[Labeled-object pointing entries]
• • •

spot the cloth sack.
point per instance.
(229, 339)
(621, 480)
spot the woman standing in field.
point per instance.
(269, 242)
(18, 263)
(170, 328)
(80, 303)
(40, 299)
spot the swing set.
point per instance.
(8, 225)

• • •

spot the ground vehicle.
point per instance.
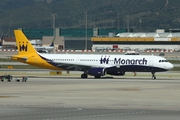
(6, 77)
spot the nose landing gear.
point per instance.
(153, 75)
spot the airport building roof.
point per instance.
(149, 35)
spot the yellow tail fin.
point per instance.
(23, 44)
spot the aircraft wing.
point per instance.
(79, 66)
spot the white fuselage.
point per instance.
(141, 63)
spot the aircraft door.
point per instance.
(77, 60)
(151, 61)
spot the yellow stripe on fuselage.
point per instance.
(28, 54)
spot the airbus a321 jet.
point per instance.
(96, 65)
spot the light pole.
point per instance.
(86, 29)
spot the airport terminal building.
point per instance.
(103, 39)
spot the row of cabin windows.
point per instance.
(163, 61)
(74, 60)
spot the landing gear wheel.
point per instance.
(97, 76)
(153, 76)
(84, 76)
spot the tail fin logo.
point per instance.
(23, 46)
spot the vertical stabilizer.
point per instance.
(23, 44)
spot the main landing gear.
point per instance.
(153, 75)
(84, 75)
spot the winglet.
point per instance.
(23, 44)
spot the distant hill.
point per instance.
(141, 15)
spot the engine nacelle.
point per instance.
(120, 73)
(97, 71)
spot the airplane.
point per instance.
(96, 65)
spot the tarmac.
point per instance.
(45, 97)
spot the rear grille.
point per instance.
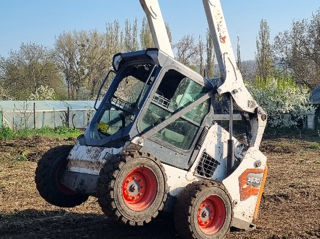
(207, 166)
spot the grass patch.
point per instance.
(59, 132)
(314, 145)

• • •

§ Aim of the task: Which lines of the records contain the word "fuselage"? Show each of those lines in full, treating uppercase and lowercase as different.

§ Complete response:
spot the white fuselage.
spot the yellow stripe on fuselage.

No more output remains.